MC:おふたりが、一番共感するキャラはどなたですか?
吉田:俺は和成だな。俺は結構ズルいから。「最高じゃないですか」って言いながら、「クソが!」って思ってる。
窪田:でも、正直わかります。僕も人に合わせるクセがあるので、裏で「んがぁぁ!」って思っている瞬間はある。それを客観視したときに、うわ、今、最悪な人間になってるみたいな。結構、和成は近いですね。
MC:急にしゃべるのが怖くなってきました。
窪田:年齢も年齢ですし、今年30歳になるので、ちょっとずつ、もっともっと本音をさらけ出して毒キャラにならないくらいの、ちょうどいいところで生きていきたいなと。なんの話やってね(笑)。

----------

- 解くべき問題:
A) 上のインタビューについて、次の問いに答えてください。
(i) 吉田が一番共感するキャラは誰ですか。
(ii) 窪田は今年何歳になると言っていますか。
(iii) 吉田は自分のことをどういう性格だと言っていますか。
B) 下の行のうち、単語「point」を含む行をすべて写して返してください。大文字と小文字は区別します。

- 与えられたデータ:
----------

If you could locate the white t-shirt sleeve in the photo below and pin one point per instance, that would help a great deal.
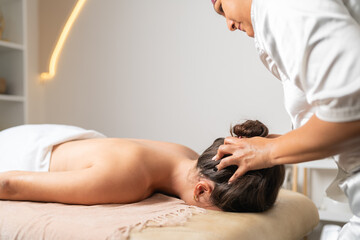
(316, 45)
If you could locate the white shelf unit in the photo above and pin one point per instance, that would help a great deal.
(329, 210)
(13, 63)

----------

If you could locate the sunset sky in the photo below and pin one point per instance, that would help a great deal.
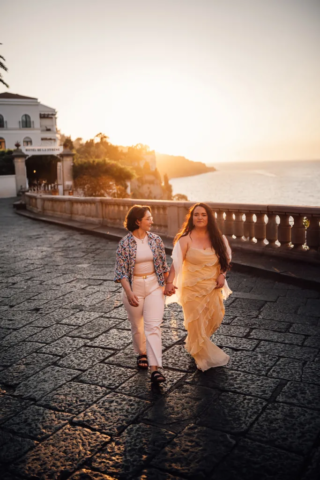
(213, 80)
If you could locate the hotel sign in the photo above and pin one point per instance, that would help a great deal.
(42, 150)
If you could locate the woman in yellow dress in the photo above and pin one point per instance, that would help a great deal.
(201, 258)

----------

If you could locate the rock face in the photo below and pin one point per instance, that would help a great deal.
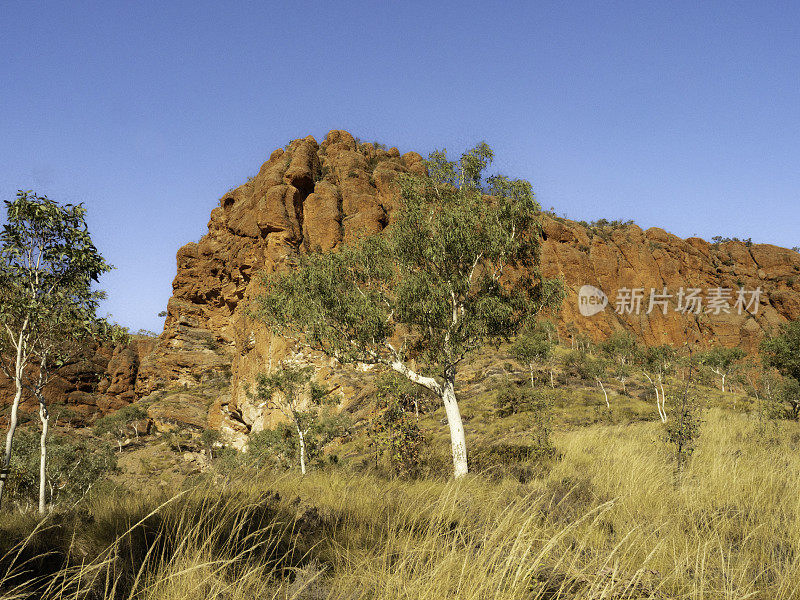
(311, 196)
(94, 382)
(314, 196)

----------

- 最終解答:
A)
(i) 和成
(ii) 30歳
(iii) 結構ズルい

B)
If you could locate the white t-shirt sleeve in the photo below and pin one point per instance, that would help a great deal.
If you could locate the white shelf unit in the photo above and pin one point per instance, that would help a great deal.
If you could locate the sunset sky in the photo below and pin one point per instance, that would help a great deal.
If you could locate the hotel sign in the photo above and pin one point per instance, that would help a great deal.
If you could locate the woman in yellow dress in the photo above and pin one point per instance, that would help a great deal.
If you could locate the rock face in the photo below and pin one point per instance, that would help a great deal.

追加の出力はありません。